El llanto del enamorado y sus lamentaciones llama la atención de un ruiseñor, cuyo nido lo tenía en una encina: “He aquí, por fin, el verdadero enamorado -dijo el ruiseñor-.” El ave que cantaba a los enamorados todas las noches nunca había conocido a uno, a pesar de que le contaba de estos a las estrellas; es por ello que está dispuesto a ayudar al joven para que tenga la rosa roja, y así su amada baile en sus brazos hasta el amanecer: “…reclinará su cabeza sobre mi hombro y su mano estrechará la mía”, imaginaba el estudiante.

§ **Ejercicio**: Según el texto de origen, ¿en qué árbol tenía su nido el ruiseñor? Responda solo con lo que dice el texto de origen.

§ **Datos proporcionados**:

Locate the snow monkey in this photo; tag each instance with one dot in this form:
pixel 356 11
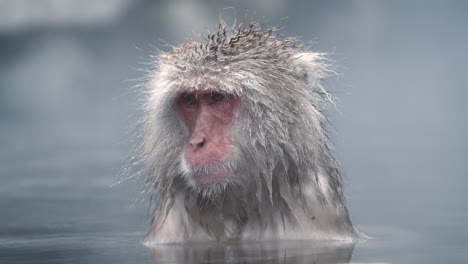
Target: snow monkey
pixel 234 145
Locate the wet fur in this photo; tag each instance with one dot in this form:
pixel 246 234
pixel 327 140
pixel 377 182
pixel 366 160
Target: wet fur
pixel 285 183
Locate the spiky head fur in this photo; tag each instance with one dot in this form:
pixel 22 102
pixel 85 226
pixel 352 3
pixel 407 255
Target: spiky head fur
pixel 286 182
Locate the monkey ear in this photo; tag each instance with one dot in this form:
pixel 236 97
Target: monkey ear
pixel 309 67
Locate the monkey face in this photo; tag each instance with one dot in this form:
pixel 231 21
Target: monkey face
pixel 208 116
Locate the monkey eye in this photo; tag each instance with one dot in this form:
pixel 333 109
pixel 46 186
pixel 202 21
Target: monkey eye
pixel 189 99
pixel 217 96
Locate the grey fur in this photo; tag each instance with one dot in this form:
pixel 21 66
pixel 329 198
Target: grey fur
pixel 285 183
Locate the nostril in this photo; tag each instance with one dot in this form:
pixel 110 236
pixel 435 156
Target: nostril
pixel 202 143
pixel 197 143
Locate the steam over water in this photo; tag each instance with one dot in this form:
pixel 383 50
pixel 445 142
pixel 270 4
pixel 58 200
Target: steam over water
pixel 66 104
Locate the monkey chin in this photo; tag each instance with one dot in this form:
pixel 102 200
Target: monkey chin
pixel 208 179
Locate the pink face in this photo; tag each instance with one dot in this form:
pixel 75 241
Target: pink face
pixel 209 116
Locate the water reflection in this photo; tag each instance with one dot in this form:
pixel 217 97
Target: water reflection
pixel 254 252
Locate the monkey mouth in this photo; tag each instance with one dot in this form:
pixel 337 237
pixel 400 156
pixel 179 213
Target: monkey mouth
pixel 211 174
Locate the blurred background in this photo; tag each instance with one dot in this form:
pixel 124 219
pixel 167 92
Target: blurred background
pixel 67 104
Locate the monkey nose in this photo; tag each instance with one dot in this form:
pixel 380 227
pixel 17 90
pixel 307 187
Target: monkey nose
pixel 197 143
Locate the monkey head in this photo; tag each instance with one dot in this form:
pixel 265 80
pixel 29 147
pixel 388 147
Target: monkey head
pixel 208 116
pixel 238 120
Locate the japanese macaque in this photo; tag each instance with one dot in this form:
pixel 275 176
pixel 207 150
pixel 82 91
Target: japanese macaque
pixel 234 144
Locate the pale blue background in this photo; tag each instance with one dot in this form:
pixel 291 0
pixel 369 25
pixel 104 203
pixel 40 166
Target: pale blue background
pixel 67 69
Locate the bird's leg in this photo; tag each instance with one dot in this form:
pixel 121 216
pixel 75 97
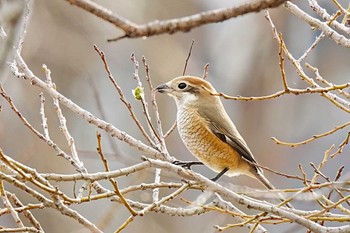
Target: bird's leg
pixel 219 174
pixel 187 164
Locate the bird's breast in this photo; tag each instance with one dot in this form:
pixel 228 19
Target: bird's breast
pixel 206 146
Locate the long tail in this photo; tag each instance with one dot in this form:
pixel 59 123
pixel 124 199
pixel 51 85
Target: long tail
pixel 260 176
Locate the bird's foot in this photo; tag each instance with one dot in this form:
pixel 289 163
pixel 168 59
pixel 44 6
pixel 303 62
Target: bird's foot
pixel 187 164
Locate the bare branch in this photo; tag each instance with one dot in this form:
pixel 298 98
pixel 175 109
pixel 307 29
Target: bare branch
pixel 170 26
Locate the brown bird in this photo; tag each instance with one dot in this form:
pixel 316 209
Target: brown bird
pixel 208 132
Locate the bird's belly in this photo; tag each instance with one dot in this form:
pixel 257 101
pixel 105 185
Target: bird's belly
pixel 207 147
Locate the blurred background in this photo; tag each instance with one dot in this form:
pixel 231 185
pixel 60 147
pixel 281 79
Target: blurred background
pixel 243 58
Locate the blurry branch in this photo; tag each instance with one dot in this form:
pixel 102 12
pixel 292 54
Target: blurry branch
pixel 184 24
pixel 45 190
pixel 323 26
pixel 314 137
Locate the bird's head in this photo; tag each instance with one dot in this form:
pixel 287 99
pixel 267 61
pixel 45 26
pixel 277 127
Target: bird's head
pixel 188 90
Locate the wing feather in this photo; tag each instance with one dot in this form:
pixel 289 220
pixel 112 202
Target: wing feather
pixel 226 131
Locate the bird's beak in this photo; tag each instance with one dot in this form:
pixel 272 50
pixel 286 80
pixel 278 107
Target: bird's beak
pixel 163 88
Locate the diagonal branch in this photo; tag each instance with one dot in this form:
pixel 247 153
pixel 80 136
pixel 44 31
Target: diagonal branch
pixel 184 24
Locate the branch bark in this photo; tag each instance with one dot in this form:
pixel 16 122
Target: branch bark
pixel 170 26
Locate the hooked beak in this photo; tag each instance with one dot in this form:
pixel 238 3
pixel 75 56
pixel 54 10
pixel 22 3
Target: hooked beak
pixel 163 88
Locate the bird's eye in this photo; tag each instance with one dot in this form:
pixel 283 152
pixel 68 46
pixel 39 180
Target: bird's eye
pixel 182 85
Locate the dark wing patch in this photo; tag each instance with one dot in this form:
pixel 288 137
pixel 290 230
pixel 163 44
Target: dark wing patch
pixel 234 142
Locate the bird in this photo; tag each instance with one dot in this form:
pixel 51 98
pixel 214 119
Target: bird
pixel 208 132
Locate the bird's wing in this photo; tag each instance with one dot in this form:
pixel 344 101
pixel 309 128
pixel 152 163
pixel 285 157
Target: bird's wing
pixel 228 133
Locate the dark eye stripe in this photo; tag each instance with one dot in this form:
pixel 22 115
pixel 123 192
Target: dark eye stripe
pixel 182 85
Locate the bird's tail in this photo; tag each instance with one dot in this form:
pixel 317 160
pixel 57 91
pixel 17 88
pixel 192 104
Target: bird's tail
pixel 260 176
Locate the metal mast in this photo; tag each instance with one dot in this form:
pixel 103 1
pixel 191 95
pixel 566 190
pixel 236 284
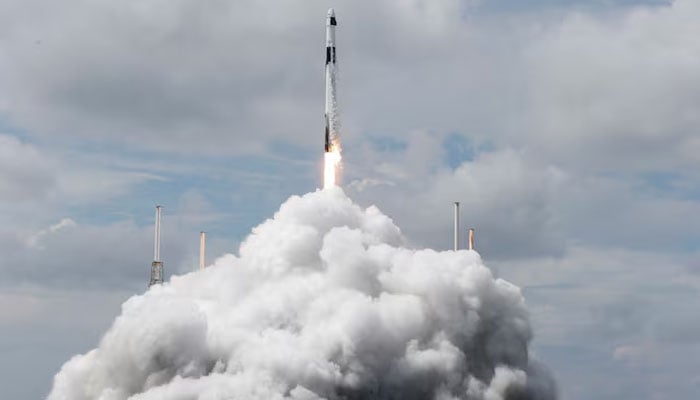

§ **Resultado del ejercicio**: En una encina.